(Record set begins)

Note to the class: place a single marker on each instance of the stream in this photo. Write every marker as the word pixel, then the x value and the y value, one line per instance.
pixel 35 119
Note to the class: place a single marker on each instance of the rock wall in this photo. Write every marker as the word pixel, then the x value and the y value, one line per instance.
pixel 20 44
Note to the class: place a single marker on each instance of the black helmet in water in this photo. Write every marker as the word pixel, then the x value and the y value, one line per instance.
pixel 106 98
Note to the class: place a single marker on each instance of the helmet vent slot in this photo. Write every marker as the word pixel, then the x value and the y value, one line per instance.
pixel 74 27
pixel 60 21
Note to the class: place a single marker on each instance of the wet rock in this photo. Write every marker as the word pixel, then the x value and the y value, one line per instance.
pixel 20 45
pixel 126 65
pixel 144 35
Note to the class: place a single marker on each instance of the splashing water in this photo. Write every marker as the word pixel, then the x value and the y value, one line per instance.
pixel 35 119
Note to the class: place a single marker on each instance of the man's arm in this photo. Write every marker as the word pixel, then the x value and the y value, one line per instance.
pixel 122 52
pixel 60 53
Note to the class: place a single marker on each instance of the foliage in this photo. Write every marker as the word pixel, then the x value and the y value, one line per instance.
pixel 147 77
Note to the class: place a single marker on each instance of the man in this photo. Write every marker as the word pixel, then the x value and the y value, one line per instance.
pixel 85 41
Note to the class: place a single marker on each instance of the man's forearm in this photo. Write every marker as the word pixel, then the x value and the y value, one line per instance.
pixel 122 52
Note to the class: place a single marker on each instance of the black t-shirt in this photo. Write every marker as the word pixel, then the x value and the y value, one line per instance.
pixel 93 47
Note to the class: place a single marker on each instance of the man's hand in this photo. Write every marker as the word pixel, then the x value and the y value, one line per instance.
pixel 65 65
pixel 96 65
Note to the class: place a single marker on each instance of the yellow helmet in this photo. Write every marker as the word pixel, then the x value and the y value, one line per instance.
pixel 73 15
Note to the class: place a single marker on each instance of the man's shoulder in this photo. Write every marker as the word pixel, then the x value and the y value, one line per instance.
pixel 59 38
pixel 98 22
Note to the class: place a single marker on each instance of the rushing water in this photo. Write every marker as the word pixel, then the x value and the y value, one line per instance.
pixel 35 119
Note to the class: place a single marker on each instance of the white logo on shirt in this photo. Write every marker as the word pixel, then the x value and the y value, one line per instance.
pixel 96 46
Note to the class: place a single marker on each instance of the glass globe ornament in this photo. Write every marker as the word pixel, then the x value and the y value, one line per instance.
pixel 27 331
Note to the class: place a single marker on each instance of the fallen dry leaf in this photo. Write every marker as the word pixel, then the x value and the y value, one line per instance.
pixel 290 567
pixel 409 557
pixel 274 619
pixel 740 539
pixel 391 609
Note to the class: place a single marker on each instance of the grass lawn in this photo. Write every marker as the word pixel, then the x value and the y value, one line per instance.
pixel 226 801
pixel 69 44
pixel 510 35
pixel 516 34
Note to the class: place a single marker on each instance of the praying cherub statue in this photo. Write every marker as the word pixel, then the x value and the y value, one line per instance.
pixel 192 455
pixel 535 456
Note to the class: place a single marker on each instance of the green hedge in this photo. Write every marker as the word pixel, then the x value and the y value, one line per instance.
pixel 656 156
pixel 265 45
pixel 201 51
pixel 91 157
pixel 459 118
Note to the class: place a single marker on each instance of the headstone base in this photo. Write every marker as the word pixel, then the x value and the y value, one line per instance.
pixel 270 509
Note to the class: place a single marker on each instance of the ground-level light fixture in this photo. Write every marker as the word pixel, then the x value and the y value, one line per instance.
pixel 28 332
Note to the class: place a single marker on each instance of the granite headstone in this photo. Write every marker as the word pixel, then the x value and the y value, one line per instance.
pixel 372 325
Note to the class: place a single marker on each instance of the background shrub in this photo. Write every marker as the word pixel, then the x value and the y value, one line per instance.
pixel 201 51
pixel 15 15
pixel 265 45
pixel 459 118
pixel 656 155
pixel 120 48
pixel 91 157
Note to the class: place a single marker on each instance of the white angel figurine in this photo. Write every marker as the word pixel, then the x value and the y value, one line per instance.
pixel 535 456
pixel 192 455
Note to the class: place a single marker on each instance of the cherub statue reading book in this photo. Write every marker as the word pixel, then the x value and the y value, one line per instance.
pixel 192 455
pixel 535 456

(Record set ends)

▸ **Work task**: The answer should contain every line of the data, unchanged.

▸ **Solution to this task**:
Note to the class: place a single marker on each instance of the stream in this photo. Write every marker as the word pixel, then the x value and the y value, one line per instance.
pixel 35 119
Note to the class: place a single marker on each instance of the rock wall in this photo. Write every marker as the word pixel, then the x value and the y value, one line per instance.
pixel 20 44
Note to the class: place a single marker on each instance of the black helmet in water in this photo. Write every marker as the word pixel, then the x value and the y value, one line per instance.
pixel 106 98
Note to the class: place a single marker on each instance of the helmet vent slot in this photo. Write every marker as the word pixel, then the x value and the y value, one line per instance.
pixel 74 27
pixel 60 21
Note to the class: place a single marker on each instance of the wet rock in this photo. Write every marker as the word pixel, then the x value and the y value, one line per instance.
pixel 20 45
pixel 126 65
pixel 144 35
Note to the class: place a single marker on each instance of the splashing water in this photo. Write every marker as the word pixel, then the x value and the y value, one line per instance.
pixel 35 119
Note to the class: place a single marker on each instance of the man's arm in this photo. Write every marker as the word pixel, then the x value and the y value, one line per instance.
pixel 122 52
pixel 60 53
Note to the class: place a single marker on each instance of the foliage in this photo. Write every marker as the word pixel, then the x value and the y value, one line per instance.
pixel 147 77
Note to the class: place a single marker on each instance of the man in this photo. Write every marker as the word pixel, then the x value and the y value, one line per instance.
pixel 85 41
Note to the class: place a single marker on each instance of the man's forearm in this photo. Write every marker as the word pixel, then the x value and the y value, one line per instance.
pixel 122 52
Note to the class: place a single marker on each instance of the black t-shirt in this photo. Write every marker as the word pixel, then the x value and the y value, one line per instance.
pixel 93 47
Note to the class: place a single marker on each instance of the man's hand in this photo. Write every marker as the word pixel, then the x value and the y value, one line per instance.
pixel 65 65
pixel 96 65
Note to the class: place a single marker on each instance of the yellow helmet in this photo. Write every marker as the word pixel, then the x value and the y value, one line per instance.
pixel 73 15
Note to the class: place a single marker on each instance of the man's shoulder in this photo. Write every marker as the word pixel, then the x value and the y value, one line per instance.
pixel 59 38
pixel 98 22
Note to the class: place a single marker on each instance of the rushing water in this photo. Write every marker as the word pixel, then the x value and the y value, one line per instance.
pixel 35 119
Note to the class: place a single marker on each instance of the white logo on shirt in this photo. Write every marker as the word pixel, then the x value and the y value, one line per instance.
pixel 96 46
Note to the class: place a single marker on each instance of the glass globe ornament in this photo. Write every marker as the word pixel, then the x value and the y value, one line per instance.
pixel 27 331
Note to the class: place a single marker on each instance of the fallen dry leaf in this photo. Write every marker as the word pixel, then the x value and the y value, one line per instance.
pixel 290 567
pixel 409 557
pixel 274 619
pixel 740 539
pixel 391 609
Note to the class: place a single marker on each instance of the grass lawn in this photo. Write every marker as the word pixel, then the x value and the y value, one line per instance.
pixel 226 801
pixel 69 44
pixel 510 35
pixel 516 34
Note to the class: place a single marker on each instance of the praying cherub statue in this photo. Write every marker as the word pixel, then the x value and the y value, one line per instance.
pixel 192 455
pixel 535 456
Note to the class: place a single marker on each instance of the green hedge in this photo. Write every marker as the word pixel, then the x value and the y value, one line per instance.
pixel 656 156
pixel 265 45
pixel 201 51
pixel 91 157
pixel 459 118
Note to the class: place a single marker on each instance of the headstone base in this photo. Write every marker as the word pixel, then the x value and the y value, one line per instance.
pixel 270 509
Note to the class: place a single marker on each instance of the ground-level light fixture in this photo. Write every marker as the word pixel, then the x value and the y value, one line per instance.
pixel 28 332
Note to the class: place a single marker on each instance of the granite headstone in this photo. Write every marker as the word pixel, then the x value and the y value, one line per instance.
pixel 372 325
Note to the class: place a single marker on each instance of the background shrub in this photo. Write every marker as the word pixel, then the x value and the y value, one line per instance.
pixel 201 51
pixel 15 15
pixel 265 45
pixel 459 118
pixel 656 155
pixel 120 48
pixel 91 157
Note to the class: place a single marker on each instance of the white angel figurine in this photo. Write every marker as the word pixel, then the x value and the y value, one line per instance.
pixel 535 456
pixel 192 455
Note to the class: place a single marker on each instance of the cherub statue reading book in this photo. Write every marker as the word pixel, then the x value and the y value, one line per instance.
pixel 192 455
pixel 535 456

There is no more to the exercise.